BEGIN DOCUMENT TEXT
Connecting state and local government leaders
A weekly update on the recovery dollars flowing from Washington, D.C. to states and local governments.
Route Fifty launched a new newsletter today to provide weekly updates on what's happening with all the federal aid the federal government is sending to states and localities. A copy of the first edition is below. The newsletter will go out on Tuesday afternoons and Route Fifty Today subscribers will receive it automatically. If you don't subscribe to Route Fifty Today, and would like to receive This Week in Federal Funding, you can sign up for it here. Thanks for reading!
Hello Route Fifty reader! I'm Senior Editor Bill Lucia, welcome to the first edition of This Week in Federal Funding, your go-to source for staying up to date on what's happening with the unprecedented sums of federal money now flowing out of Washington, D.C. to states and localities around the country.
From R50 this week: We have new coverage from staff correspondent Andrea Noble on the Federal Communications Commission's $7 billion program to help improve internet connectivity at schools and libraries. Jacob Fischler reports on why state and local governments have struggled to distribute billions of dollars in rental aid. And I zoom in on Clear Creek County, in the mountains of Colorado, and how officials there are laying groundwork to use their American Rescue Plan Act (ARPA) allotment. We're also including Liz Farmer's recent article on local governments' efforts to gather feedback from residents on how to spend their portion of the federal funds.
END DOCUMENT TEXT
_WORK ITEM 1_:
Translate this sentence from the federal funding newsletter text into Spanish: "The newsletter will go out on Tuesday afternoons and Route Fifty Today subscribers will receive it automatically."
_WORK ITEM 2_:
Extract the portion of the federal funding newsletter text from "From R50 this" to "the federal funds.", copying it word for word.
BEGIN ENTRIES SUPPLIED
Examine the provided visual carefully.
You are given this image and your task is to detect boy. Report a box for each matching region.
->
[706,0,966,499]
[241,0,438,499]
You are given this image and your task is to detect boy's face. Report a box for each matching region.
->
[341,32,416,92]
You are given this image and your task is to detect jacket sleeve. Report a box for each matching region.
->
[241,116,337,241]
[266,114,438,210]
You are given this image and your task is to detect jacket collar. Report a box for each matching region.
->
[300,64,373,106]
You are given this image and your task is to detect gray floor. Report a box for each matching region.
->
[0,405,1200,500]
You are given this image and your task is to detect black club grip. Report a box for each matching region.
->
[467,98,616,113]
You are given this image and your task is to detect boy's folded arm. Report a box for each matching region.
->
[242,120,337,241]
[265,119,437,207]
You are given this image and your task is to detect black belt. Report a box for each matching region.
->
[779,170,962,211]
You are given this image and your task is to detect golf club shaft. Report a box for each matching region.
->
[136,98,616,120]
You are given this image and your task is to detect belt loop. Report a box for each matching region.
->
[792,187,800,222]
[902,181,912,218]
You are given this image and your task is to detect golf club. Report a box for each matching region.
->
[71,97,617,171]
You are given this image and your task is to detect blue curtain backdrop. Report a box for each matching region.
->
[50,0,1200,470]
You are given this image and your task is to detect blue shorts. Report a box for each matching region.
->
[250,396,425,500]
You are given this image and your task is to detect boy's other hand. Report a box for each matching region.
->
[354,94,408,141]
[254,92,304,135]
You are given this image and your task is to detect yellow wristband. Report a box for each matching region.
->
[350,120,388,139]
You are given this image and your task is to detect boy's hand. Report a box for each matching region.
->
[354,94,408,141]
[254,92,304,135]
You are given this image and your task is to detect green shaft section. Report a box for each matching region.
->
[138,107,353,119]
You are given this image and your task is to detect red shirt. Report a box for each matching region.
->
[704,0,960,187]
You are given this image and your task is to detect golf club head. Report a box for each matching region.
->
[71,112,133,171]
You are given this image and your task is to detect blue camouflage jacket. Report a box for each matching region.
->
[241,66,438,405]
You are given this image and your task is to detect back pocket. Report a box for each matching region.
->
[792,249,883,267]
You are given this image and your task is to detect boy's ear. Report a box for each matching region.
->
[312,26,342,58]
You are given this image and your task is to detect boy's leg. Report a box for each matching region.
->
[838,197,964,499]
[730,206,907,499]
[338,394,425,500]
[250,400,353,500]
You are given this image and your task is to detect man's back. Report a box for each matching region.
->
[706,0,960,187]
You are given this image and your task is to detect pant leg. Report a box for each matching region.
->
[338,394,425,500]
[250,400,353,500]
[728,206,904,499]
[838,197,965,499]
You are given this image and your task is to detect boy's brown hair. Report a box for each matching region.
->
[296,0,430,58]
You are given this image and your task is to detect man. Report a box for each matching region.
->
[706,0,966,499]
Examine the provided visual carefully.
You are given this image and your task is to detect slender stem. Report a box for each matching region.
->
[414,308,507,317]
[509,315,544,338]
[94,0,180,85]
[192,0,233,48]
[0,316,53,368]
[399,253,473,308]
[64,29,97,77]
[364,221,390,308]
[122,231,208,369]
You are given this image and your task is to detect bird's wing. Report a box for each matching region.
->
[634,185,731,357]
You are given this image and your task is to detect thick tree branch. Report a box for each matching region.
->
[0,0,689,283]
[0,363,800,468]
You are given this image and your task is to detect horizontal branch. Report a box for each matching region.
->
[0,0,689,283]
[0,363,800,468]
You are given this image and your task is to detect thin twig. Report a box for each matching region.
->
END ENTRIES SUPPLIED
_EXERCISE RESULT 1_:
El boletín se enviará los martes por la tarde y los suscriptores de Route Fifty Today lo recibirán automáticamente.

_EXERCISE RESULT 2_:
From R50 this week: We have new coverage from staff correspondent Andrea Noble on the Federal Communications Commission's $7 billion program to help improve internet connectivity at schools and libraries. Jacob Fischler reports on why state and local governments have struggled to distribute billions of dollars in rental aid. And I zoom in on Clear Creek County, in the mountains of Colorado, and how officials there are laying groundwork to use their American Rescue Plan Act (ARPA) allotment. We're also including Liz Farmer's recent article on local governments' efforts to gather feedback from residents on how to spend their portion of the federal funds.